◆ To be done: Copy out only the data from the line with "What is the bounding box of the green lawn?" to the line with "[0,0,480,83]", both included. Leave the requests unchanged, and scale every bounding box coordinate in the answers by 1.7, rounding to whole numbers with halves going up.

◆ Records:

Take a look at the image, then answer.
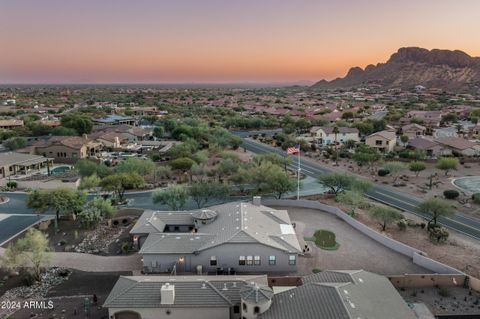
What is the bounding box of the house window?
[288,255,297,266]
[268,256,277,266]
[210,256,217,266]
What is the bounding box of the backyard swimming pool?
[453,176,480,193]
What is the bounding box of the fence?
[262,199,462,276]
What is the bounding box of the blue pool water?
[50,166,70,174]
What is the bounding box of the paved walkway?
[0,247,142,272]
[275,207,431,275]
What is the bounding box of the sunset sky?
[0,0,480,84]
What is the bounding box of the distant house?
[130,202,302,273]
[39,119,61,127]
[310,126,360,145]
[435,137,480,156]
[408,136,452,157]
[93,115,136,125]
[0,152,52,178]
[365,131,397,152]
[322,109,343,123]
[0,119,24,130]
[258,270,416,319]
[407,111,442,127]
[402,124,427,139]
[90,124,153,143]
[32,136,102,163]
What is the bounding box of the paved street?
[243,139,480,239]
[0,135,480,244]
[0,176,325,245]
[282,207,429,275]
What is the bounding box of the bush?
[378,168,390,176]
[428,226,450,244]
[397,219,408,231]
[472,193,480,205]
[443,189,460,199]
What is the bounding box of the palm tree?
[332,125,340,166]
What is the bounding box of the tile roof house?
[435,137,480,156]
[130,202,302,273]
[402,123,427,139]
[31,135,102,163]
[0,119,24,129]
[103,270,416,319]
[310,126,360,145]
[365,131,397,152]
[93,114,136,125]
[407,136,452,157]
[103,275,273,319]
[0,152,52,178]
[258,270,416,319]
[90,124,153,142]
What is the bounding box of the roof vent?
[160,282,175,305]
[192,209,218,220]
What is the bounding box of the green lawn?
[303,229,340,250]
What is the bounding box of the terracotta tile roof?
[436,137,478,150]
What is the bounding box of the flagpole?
[297,145,300,200]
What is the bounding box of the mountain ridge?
[312,47,480,91]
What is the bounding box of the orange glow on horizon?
[0,0,480,83]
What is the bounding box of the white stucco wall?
[143,243,297,272]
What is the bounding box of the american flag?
[287,145,300,154]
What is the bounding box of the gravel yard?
[276,207,430,275]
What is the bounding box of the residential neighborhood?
[0,0,480,319]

◆ The completed task:
What is the bounding box of the green lawn?
[515,389,578,425]
What is the bounding box of the terracotta tile roof?
[741,233,813,255]
What is the bounding box of the flagpole?
[505,247,510,340]
What is the bounding box of the mountain ridge?
[530,80,816,155]
What is the bounding box of the orange glow on horizon?
[0,0,816,141]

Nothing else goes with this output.